• WHAT IS REQUIRED: Recast all of the data below as a Markdown table with two columns, No. and Line, giving each non-blank line its own numbered row. Leave the pictures out.

• GIVEN INFORMATION:
━━━━━━━━━━━━━━━━━━━━

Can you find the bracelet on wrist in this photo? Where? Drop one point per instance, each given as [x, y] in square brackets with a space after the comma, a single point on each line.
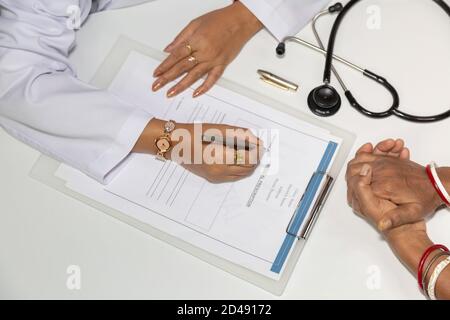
[437, 183]
[424, 258]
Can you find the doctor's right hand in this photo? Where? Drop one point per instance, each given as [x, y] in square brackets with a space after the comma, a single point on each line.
[213, 161]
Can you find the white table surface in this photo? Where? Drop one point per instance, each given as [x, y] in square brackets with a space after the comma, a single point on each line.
[42, 231]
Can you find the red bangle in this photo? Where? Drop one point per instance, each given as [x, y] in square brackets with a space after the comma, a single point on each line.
[435, 185]
[424, 259]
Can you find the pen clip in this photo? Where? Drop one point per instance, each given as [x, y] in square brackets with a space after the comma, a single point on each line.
[273, 83]
[315, 211]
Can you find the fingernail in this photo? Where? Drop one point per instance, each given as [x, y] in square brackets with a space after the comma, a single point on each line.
[171, 93]
[157, 85]
[385, 225]
[157, 73]
[197, 93]
[364, 170]
[168, 48]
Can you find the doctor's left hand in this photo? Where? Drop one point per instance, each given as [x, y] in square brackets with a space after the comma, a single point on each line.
[205, 48]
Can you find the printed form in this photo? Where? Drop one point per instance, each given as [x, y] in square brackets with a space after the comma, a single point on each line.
[244, 222]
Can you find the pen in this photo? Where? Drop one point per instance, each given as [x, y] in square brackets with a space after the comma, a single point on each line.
[277, 81]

━━━━━━━━━━━━━━━━━━━━

• RESPONSE:
| No. | Line |
|---|---|
| 1 | Can you find the bracelet on wrist in this photo? Where? Drop one point per instance, each given as [x, y] in square brackets with a space after the comma, a single point on each line. |
| 2 | [437, 183] |
| 3 | [424, 258] |
| 4 | Can you find the doctor's right hand in this photo? Where? Drop one point per instance, each given as [x, y] in square brackets with a space after the comma, a single point on each line. |
| 5 | [213, 161] |
| 6 | Can you find the white table surface in this photo? Where? Drop one point per instance, each given as [x, y] in square brackets with a space after the comma, a single point on each line. |
| 7 | [42, 231] |
| 8 | Can you find the red bangle in this photo? Where? Drop one point per instance, each given as [x, y] in square brackets with a space after the comma, a single point on each line. |
| 9 | [435, 185] |
| 10 | [424, 259] |
| 11 | Can you find the pen clip in this photo? Where? Drop one point per instance, each given as [x, y] in square brackets with a space after the comma, a single point on each line. |
| 12 | [273, 83] |
| 13 | [315, 211] |
| 14 | Can you find the fingernail in this photo? Where? Drop one point per instance, each given as [x, y] in square brackets with a space after the comma, a single point on each line. |
| 15 | [171, 93] |
| 16 | [157, 85] |
| 17 | [385, 225] |
| 18 | [157, 73] |
| 19 | [197, 93] |
| 20 | [364, 170] |
| 21 | [168, 48] |
| 22 | Can you find the doctor's left hand in this photo? Where? Drop one point per instance, each given as [x, y] in square brackets with a space after the comma, a single point on each line. |
| 23 | [205, 48] |
| 24 | Can you find the printed form in this photo? Where? Drop one point per instance, each given as [x, y] in square brackets with a space after the comma, a single point on each line. |
| 25 | [244, 222] |
| 26 | Can you find the pen in this photo? Where? Drop one point per instance, each given as [x, y] in square brackets with a space after the comma, a single point on each line. |
| 27 | [277, 81] |